— BEGIN RECORD EXCERPTS —
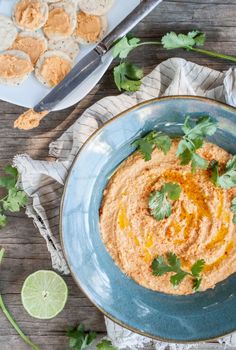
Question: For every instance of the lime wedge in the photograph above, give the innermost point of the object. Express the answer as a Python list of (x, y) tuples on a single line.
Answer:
[(44, 294)]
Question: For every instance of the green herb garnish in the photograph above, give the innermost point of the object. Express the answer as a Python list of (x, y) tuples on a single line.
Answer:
[(128, 76), (159, 205), (161, 265), (233, 209), (79, 338), (14, 199), (227, 178), (193, 140), (106, 345), (154, 139), (26, 339), (190, 42)]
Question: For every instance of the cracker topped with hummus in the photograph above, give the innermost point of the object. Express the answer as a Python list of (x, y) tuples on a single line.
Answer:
[(30, 14), (168, 213)]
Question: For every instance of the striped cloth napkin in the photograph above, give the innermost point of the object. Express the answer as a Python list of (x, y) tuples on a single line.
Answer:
[(43, 180)]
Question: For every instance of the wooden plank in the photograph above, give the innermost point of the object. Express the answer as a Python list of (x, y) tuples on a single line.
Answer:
[(26, 250)]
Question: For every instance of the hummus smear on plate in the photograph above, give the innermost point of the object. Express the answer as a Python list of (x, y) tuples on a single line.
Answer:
[(200, 226)]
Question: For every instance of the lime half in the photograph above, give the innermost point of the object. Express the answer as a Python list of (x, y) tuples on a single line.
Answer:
[(44, 294)]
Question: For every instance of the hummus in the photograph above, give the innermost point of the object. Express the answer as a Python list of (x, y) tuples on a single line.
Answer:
[(58, 23), (12, 67), (28, 14), (33, 46), (89, 27), (29, 120), (200, 226), (54, 69)]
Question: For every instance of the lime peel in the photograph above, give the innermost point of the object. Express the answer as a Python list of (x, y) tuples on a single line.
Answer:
[(44, 294)]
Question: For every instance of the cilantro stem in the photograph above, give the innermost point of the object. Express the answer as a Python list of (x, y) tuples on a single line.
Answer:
[(213, 54), (16, 327)]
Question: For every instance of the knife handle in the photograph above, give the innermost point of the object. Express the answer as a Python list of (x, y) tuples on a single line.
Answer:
[(141, 11)]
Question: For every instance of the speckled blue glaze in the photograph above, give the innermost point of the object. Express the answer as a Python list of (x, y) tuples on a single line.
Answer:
[(191, 318)]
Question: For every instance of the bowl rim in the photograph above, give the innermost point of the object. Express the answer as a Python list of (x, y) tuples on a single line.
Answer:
[(91, 137)]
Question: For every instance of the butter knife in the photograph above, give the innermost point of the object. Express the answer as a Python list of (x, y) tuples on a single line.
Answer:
[(93, 59)]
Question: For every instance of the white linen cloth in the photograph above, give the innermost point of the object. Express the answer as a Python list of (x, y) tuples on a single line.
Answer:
[(43, 180)]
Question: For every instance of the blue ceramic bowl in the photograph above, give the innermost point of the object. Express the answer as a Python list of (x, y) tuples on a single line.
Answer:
[(196, 317)]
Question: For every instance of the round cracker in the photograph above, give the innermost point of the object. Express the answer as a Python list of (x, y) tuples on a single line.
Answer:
[(98, 7), (81, 40), (71, 11), (15, 81), (8, 32), (44, 13), (35, 35), (41, 61), (68, 45)]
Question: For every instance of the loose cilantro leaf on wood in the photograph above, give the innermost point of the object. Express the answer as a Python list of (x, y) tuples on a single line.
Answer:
[(233, 209), (159, 205), (153, 139), (14, 199), (79, 338), (161, 265), (193, 139), (106, 345), (183, 41), (227, 178)]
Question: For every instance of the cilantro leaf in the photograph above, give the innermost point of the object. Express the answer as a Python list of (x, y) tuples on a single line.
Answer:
[(178, 278), (192, 140), (128, 77), (159, 205), (196, 283), (15, 200), (80, 339), (106, 345), (173, 190), (2, 251), (226, 179), (233, 209), (183, 41), (124, 46), (197, 267), (153, 139), (160, 266)]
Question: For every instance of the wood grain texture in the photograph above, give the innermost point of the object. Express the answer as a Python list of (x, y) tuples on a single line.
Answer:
[(26, 250)]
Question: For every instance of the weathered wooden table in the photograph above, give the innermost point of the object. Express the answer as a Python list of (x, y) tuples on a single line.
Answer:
[(25, 248)]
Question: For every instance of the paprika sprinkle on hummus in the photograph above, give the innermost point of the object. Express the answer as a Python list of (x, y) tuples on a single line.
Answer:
[(61, 21), (29, 120), (14, 67), (34, 44), (52, 67), (30, 14), (199, 226), (90, 28)]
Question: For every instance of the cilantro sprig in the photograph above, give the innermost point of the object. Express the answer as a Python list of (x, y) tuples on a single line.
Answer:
[(121, 49), (14, 324), (106, 345), (193, 139), (159, 205), (152, 140), (79, 338), (233, 209), (14, 198), (171, 263), (227, 178)]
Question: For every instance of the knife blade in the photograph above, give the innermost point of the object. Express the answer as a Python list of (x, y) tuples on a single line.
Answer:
[(94, 58)]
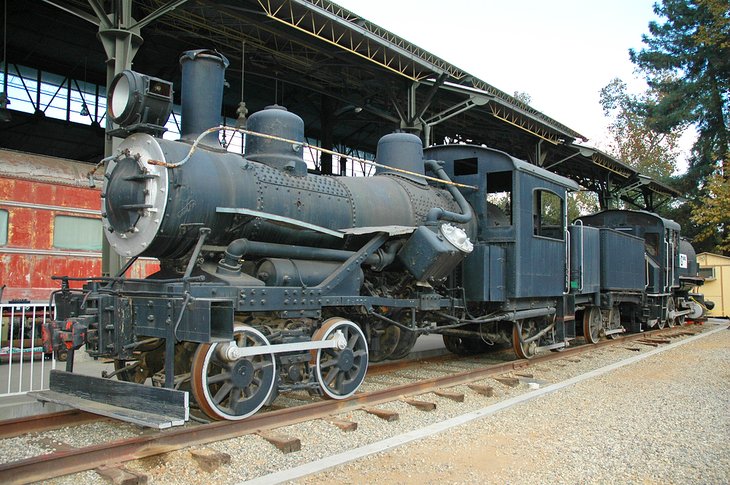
— END RECORD EXCERPTS —
EXERCISE DIRECTIONS ▸ Copy everything from "Question: For every instance of the hummus smear" down to "[(200, 226)]", keeping the requests as they are and offsetting every coordinate in the answers by 70.

FINISHED EXERCISE ▸
Question: For every instance of the hummus smear on plate in the photograph above, give the innermost point of the object. Express the answer as a Python list of (x, y) tuples on a single line.
Answer:
[(270, 296)]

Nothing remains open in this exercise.